Over the last week or so, debate has erupted on the issue of vetting in schools, after it became widely known that the Independent Safeguarding Authority will vet all individuals who work with children from October this year, requiring them to register with a national database for a fee of £64.
The controversy, the furore, surrounds a flotilla of prominent childrens authors who are experiencing varying degrees of personal insult and incredulity at the fact that they will have to be vetted before going into schools. Philip Pullman called the plans "outrageous, demeaning and insulting" and he cites, as a main reason, that there are no circumstances in which a visiting author would be left alone with individual children. - "How on earth – how on earth – how in the world is anybody going to rape or assault a child in those circumstances? It's preposterous."
Numerous others, including Anne Fine and Adele Geras, voiced outrage. Fine and Pullman have declared that they will no longer be visiting schools; refusing to undergo this 'demeaning' procedure. Geras calls for changes in the status of those working with large groups of children.
I can appreciate the concerns that these writers are raising - they are, in fact, the concerns probably shared with many many in our society whose professions require close contact with children. Teachers, healthcare professionals, medics, volunteers, social workers, nursery nurses, sports coaches; all undergo these procedures, such as CRB checks, which effectively are used to check that an individual is not a known paedophile. So many individuals in the public sector have to undergo this procedure, to prove one isn't a paedophile, in order to practice their professions - the people in our society who work closest to help children are seemingly the prime suspects for potential abusers.

## Input data
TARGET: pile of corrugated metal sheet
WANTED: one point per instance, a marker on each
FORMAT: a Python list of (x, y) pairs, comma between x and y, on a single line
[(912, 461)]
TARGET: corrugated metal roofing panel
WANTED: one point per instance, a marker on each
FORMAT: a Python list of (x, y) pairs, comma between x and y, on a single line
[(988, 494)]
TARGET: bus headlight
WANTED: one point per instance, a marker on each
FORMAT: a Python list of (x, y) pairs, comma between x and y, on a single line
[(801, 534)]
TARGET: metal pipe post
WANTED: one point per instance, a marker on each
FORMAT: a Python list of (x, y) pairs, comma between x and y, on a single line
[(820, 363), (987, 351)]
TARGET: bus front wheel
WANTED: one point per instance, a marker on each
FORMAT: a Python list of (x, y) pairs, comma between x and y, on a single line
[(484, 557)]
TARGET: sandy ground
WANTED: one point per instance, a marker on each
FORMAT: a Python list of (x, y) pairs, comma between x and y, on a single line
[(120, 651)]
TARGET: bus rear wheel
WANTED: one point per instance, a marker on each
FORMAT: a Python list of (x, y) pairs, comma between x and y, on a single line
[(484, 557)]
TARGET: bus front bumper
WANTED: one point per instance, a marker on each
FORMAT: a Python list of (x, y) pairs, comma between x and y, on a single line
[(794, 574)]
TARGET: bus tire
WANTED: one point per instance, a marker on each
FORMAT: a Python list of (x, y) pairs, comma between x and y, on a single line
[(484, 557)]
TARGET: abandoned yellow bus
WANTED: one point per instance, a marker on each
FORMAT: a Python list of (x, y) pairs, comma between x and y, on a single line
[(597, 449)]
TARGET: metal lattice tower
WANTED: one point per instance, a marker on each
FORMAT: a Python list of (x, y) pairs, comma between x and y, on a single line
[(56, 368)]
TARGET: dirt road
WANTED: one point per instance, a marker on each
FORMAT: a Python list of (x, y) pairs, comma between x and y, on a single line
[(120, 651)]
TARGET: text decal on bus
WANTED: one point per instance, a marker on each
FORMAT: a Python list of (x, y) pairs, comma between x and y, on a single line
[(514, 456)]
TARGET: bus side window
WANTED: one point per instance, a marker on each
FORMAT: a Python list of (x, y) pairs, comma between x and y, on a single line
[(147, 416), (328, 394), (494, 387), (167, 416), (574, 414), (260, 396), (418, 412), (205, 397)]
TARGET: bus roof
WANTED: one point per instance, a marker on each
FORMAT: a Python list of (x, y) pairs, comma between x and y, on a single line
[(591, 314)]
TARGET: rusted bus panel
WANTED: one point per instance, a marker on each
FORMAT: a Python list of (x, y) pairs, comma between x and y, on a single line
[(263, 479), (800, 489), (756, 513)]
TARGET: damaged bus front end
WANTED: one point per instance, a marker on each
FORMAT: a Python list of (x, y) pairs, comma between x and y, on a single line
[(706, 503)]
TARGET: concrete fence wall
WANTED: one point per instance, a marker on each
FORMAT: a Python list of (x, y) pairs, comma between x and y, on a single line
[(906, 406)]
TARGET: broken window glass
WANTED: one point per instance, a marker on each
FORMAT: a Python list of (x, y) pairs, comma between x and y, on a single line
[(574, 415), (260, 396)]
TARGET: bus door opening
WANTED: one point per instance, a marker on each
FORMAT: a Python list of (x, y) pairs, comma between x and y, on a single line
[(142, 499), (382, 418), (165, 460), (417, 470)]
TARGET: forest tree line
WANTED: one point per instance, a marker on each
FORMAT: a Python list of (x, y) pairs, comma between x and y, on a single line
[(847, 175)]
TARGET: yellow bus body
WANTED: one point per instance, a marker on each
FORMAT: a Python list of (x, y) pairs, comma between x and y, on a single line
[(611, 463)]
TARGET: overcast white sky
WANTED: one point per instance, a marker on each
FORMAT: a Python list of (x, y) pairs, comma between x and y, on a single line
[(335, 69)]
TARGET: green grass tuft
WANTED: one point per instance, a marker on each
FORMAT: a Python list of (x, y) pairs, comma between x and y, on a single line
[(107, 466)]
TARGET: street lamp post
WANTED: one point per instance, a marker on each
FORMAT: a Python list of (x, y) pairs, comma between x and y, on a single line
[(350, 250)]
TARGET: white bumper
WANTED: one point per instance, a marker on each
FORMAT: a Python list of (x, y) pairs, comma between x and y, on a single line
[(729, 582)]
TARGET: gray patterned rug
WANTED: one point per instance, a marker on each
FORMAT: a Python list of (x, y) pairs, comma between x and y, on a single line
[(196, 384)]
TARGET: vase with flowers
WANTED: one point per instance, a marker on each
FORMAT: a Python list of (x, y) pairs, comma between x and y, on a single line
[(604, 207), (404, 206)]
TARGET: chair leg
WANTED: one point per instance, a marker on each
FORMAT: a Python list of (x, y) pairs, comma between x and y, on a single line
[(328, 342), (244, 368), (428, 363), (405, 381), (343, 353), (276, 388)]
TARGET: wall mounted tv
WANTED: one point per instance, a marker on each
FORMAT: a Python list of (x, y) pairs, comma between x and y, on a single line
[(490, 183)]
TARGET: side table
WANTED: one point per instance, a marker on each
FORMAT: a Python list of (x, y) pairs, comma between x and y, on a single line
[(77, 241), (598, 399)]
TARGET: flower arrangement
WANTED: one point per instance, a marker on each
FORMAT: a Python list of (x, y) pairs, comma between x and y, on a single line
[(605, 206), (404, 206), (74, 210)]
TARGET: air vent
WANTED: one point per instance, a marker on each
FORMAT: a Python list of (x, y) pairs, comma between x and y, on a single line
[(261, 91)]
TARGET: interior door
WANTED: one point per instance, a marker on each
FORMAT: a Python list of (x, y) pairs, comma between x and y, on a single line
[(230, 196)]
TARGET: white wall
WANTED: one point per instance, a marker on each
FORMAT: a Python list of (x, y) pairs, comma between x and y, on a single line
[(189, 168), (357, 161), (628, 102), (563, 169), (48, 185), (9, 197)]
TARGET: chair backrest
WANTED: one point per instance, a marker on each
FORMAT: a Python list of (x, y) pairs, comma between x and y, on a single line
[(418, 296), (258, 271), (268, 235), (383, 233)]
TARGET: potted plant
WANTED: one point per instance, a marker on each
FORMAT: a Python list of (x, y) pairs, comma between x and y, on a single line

## Directions
**a.** In the post on school vetting, how much will people pay to register with the national database?
**b.** Return the part of the school vetting post between "Numerous others, including" and "groups of children.", inclusive.
**c.** Carry the post on vetting children's authors forward from its last sentence.
The rows aren't needed for any of this work.

## Answers to the tasks
**a.** £64.

**b.**
Numerous others, including Anne Fine and Adele Geras, voiced outrage. Fine and Pullman have declared that they will no longer be visiting schools; refusing to undergo this 'demeaning' procedure. Geras calls for changes in the status of those working with large groups of children.

**c.**
The fact that the outcries of this offended little group, which fellow childrens author Robert Muchamore called "the usual grey-haired mafia of 'renowned' kids' authors", has received such coverage is quite telling of suspicions in the system. It can be fairly called 'preposterous and absurd' for these esteemed childrens authors working with large groups of children to be vetted. What about your average Joe primary school teacher - specifically a Joe as opposed to a Josephine? If a male primary school teacher refused to undergo vetting, thinking it unnecessary, preposterous and absurd, he will find himself not only jobless, but would certainly be the topic of many a whisper between parents and member of the local community. Sadly, not all in society are in positions where they can afford to make such bold statements - vetting is wildly more demeaning for the normal people who might be genuinely suspected if they do not comply, and whose livelihoods depend upon their 'proving' they are not a paedophile, in order to do the job they love and are trained to do.
Something we are overlooking here is the fundamental awkwardness which undergirds much of our social policy as a result of the pervasive influence that the hatemongering print media has over the political process. Ours is a society, like America, that values individual liberty almost more than anything - nothing riles up the collective conscience more than speed cameras, nanny state, CCTV, monitoring chips in bins, and so on. But at the same time as placing ultimate merit on individual liberty - The Liberty of the moderns, the liberty to be left alone - our society is equally fueled by the venom of the lynchmob mentality in dealing with punishment. In the wake of the Soham murders, the fear of paedophiles has been exacerbated - the result of this being a suspicion of those working ith children, a general mistrust of strangers, a tighter parental grip on infants wrists and higher sales figures for the print media. Herein lies the problem - people want children to be protected from paedophiles, but they themselves feel morally wounded when they must undergo checks. The stigma of paedophilia is such that even undergoing a check is perceived to be tantamount to suspicion and is, as such, an insult.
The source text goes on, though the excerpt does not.